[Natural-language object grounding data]
========
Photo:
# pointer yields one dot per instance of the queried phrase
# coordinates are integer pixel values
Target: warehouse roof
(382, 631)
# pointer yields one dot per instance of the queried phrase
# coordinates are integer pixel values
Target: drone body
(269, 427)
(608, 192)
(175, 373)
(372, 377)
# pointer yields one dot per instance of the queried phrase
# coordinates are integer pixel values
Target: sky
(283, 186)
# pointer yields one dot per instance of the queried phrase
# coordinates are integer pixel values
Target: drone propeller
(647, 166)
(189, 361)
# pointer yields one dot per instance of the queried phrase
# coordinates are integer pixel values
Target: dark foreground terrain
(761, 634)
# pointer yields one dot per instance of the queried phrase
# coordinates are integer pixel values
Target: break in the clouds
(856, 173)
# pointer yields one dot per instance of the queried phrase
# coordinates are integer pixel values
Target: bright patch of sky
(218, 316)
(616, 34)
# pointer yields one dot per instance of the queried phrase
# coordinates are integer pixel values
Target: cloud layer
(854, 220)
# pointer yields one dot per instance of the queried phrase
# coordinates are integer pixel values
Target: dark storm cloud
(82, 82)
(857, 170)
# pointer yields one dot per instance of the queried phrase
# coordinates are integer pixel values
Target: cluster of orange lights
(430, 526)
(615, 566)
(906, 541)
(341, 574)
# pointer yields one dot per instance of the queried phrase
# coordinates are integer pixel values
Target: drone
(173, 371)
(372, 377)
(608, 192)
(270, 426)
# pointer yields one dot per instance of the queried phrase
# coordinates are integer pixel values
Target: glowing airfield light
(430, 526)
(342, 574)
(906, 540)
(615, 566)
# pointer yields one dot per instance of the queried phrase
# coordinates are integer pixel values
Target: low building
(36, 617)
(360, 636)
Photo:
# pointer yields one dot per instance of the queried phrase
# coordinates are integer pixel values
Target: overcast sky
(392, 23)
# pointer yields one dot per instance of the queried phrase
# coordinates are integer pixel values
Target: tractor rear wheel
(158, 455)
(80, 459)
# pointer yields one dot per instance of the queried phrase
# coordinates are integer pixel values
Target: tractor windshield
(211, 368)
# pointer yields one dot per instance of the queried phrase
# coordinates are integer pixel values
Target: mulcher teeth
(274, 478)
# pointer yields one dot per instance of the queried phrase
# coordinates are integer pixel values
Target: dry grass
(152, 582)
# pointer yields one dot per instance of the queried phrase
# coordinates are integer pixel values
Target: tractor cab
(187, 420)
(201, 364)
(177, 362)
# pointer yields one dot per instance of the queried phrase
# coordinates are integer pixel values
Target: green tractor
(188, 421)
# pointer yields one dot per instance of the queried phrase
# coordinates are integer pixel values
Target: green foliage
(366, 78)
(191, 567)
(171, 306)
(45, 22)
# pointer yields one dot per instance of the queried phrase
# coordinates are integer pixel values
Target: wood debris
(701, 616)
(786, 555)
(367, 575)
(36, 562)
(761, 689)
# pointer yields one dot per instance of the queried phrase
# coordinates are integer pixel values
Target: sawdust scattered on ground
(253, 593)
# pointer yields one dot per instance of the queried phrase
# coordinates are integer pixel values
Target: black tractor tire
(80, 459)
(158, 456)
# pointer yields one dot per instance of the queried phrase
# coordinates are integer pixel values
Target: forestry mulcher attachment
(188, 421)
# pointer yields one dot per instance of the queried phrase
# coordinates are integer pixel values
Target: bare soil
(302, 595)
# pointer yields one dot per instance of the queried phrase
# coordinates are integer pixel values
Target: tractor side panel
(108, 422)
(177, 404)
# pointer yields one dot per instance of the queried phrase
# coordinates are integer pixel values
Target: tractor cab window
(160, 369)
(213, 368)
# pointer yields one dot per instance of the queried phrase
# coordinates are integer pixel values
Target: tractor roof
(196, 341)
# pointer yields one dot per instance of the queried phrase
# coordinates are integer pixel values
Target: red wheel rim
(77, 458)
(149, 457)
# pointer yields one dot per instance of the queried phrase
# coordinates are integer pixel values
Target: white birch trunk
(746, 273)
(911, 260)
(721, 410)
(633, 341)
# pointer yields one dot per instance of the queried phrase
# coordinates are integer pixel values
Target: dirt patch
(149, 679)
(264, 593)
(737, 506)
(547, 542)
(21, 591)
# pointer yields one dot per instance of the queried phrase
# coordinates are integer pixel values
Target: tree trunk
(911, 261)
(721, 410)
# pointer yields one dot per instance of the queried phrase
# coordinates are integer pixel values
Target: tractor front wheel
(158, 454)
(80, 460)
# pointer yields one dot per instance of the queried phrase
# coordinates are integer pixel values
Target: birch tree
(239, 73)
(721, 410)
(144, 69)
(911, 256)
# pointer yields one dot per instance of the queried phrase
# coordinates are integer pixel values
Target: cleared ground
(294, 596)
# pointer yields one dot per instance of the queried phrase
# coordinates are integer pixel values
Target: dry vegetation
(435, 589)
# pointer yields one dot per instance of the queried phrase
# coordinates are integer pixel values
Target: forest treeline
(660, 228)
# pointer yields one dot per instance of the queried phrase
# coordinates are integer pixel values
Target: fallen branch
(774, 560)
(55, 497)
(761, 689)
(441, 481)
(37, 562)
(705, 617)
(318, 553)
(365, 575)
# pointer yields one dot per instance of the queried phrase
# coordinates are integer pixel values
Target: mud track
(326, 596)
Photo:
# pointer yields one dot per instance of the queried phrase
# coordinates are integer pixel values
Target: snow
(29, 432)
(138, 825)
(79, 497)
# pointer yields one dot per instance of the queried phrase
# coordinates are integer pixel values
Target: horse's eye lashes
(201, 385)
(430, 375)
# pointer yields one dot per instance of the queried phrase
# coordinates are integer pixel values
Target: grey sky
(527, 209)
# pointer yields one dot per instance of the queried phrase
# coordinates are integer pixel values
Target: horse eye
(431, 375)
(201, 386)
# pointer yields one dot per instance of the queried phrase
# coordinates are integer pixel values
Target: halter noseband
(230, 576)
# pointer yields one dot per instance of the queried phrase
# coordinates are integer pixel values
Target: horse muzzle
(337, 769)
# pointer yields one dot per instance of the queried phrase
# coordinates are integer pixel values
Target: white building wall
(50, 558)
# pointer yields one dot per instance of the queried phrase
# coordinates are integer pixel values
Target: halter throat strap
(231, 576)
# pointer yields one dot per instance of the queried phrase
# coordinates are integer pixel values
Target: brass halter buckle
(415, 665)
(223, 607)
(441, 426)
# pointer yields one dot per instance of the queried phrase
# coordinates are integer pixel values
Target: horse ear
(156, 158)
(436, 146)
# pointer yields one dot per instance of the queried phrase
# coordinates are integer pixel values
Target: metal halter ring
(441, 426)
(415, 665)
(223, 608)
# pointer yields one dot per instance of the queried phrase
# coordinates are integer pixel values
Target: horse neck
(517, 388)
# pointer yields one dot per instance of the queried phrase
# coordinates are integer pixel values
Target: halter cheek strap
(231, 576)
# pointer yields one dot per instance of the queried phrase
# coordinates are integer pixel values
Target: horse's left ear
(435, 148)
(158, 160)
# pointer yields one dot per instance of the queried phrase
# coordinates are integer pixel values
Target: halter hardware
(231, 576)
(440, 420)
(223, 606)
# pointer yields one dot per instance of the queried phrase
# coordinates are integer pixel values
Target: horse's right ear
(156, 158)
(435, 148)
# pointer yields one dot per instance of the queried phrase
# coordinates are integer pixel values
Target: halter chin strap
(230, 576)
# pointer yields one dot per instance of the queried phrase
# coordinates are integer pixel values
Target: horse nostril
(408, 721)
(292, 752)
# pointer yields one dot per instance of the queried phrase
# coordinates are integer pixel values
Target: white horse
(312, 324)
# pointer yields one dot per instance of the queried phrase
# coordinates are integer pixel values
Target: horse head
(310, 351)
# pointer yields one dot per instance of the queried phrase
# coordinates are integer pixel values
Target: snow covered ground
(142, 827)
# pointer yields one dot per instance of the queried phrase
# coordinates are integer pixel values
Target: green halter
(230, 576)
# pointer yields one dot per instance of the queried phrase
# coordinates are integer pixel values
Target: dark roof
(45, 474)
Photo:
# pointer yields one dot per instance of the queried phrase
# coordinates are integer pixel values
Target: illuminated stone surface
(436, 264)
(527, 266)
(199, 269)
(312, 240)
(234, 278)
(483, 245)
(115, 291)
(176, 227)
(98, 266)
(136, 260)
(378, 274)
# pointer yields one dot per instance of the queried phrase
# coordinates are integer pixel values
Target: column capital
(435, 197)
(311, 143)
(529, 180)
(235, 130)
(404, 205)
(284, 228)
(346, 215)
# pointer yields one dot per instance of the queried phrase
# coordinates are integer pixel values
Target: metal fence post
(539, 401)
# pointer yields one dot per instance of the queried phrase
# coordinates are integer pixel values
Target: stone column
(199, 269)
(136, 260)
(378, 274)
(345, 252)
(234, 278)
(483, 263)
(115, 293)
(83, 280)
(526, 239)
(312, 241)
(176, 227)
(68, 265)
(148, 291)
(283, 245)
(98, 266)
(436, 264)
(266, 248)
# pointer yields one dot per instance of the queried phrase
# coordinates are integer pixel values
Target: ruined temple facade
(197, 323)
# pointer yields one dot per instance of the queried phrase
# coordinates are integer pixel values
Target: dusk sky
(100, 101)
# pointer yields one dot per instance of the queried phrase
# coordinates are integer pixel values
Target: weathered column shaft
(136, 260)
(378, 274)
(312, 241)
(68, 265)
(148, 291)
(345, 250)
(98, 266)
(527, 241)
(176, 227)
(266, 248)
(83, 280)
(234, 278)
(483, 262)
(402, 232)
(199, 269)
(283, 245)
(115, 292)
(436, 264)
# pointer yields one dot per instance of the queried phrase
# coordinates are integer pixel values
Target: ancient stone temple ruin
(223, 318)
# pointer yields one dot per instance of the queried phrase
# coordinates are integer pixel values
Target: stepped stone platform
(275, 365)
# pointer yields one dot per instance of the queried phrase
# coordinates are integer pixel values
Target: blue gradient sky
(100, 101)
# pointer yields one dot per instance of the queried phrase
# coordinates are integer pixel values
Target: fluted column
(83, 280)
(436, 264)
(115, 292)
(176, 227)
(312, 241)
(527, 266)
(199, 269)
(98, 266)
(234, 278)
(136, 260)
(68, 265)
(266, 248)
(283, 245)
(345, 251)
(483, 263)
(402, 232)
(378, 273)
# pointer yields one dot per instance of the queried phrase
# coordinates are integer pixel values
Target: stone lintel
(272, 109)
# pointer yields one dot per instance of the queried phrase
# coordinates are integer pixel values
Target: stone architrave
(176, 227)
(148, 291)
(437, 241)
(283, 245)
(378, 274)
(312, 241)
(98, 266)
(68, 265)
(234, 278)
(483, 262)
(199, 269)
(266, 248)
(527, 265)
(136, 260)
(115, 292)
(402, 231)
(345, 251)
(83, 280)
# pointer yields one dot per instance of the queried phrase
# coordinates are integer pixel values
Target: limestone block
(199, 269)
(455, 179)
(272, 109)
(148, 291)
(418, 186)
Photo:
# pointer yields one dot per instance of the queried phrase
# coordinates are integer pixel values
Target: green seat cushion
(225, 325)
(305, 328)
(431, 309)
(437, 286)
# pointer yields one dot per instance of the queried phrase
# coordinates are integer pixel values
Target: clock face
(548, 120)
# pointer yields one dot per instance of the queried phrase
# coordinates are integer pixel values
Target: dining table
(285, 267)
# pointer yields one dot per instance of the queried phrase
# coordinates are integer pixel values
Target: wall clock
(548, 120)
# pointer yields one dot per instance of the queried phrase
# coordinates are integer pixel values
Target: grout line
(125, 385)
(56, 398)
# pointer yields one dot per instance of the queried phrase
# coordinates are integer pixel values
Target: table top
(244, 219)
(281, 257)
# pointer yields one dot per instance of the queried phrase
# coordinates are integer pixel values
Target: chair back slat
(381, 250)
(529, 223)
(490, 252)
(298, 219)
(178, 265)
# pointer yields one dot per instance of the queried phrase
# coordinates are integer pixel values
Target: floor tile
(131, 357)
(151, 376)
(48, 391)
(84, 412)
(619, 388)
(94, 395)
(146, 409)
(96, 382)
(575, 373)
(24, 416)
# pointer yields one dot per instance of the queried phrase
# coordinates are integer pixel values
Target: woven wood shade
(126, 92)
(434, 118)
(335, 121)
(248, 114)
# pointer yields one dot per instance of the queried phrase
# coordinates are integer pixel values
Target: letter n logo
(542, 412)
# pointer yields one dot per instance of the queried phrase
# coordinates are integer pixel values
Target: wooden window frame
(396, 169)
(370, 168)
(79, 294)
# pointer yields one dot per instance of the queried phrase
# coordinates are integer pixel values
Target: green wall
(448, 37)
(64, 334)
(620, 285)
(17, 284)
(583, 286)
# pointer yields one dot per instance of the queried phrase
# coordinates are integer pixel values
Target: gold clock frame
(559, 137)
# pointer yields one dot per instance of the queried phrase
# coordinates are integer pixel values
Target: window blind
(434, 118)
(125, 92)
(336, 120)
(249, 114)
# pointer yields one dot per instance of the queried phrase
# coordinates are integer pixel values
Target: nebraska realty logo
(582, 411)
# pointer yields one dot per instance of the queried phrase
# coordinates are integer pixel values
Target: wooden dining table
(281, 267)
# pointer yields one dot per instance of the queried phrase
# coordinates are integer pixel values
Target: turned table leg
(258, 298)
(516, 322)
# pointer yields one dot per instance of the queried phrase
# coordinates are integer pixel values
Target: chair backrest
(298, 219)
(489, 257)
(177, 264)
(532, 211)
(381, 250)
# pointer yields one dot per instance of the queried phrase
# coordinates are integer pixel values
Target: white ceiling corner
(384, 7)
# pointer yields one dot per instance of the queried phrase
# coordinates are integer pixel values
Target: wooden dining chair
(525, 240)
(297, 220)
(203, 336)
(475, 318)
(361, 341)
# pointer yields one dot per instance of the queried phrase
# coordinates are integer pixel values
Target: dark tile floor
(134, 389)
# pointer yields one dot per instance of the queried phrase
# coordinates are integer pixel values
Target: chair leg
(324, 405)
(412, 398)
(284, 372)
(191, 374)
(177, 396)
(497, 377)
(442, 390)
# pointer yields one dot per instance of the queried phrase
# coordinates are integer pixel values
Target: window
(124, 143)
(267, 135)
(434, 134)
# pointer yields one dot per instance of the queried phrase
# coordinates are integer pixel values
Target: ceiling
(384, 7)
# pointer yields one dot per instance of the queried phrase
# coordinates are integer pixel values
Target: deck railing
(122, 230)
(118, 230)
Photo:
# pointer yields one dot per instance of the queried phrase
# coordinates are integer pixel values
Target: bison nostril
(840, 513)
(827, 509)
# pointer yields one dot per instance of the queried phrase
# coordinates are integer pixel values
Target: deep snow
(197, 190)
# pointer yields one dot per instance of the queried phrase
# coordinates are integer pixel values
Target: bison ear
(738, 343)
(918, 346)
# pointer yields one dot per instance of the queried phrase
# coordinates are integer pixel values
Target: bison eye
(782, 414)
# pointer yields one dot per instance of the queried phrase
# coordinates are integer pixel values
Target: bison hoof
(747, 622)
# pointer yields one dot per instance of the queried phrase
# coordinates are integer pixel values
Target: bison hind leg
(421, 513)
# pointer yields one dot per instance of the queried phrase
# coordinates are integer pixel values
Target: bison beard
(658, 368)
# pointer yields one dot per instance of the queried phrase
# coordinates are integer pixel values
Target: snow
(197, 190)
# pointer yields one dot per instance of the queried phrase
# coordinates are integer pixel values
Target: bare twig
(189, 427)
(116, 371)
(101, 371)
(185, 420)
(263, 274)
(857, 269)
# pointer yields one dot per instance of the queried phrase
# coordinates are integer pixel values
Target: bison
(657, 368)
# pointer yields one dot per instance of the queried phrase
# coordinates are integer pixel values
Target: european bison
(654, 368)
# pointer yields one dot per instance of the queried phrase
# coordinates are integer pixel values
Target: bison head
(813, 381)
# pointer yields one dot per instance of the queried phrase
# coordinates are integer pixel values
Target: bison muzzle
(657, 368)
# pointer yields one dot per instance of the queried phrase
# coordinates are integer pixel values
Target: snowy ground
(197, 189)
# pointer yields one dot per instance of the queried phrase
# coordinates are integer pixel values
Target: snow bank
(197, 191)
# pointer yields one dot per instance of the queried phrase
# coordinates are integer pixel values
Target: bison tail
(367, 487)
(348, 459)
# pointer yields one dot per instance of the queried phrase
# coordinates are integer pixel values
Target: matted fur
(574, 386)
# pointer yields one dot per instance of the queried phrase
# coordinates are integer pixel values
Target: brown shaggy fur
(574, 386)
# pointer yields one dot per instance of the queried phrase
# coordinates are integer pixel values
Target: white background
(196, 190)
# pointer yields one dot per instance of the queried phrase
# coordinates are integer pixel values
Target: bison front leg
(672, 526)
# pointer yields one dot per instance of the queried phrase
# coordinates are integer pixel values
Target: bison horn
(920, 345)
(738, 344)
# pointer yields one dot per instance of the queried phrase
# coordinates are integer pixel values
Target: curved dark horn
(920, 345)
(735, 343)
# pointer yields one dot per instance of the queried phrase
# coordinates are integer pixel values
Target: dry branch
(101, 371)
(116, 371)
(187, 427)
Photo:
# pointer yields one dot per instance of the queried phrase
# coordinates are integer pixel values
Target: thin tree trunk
========
Write out only those lines that fall between the one containing "Target: curved dark horn" and the end of the entries, the first and last included, exactly as they read.

▶ _Your solution_:
Target: curved dark horn
(920, 345)
(735, 343)
# pointer yields one dot per instance of the queried phrase
# coordinates are integer pixel values
Target: dry branch
(101, 371)
(116, 371)
(187, 427)
Photo:
# pointer yields one dot per instance of the queried phrase
# coordinates are integer pixel values
Target: thin tree trunk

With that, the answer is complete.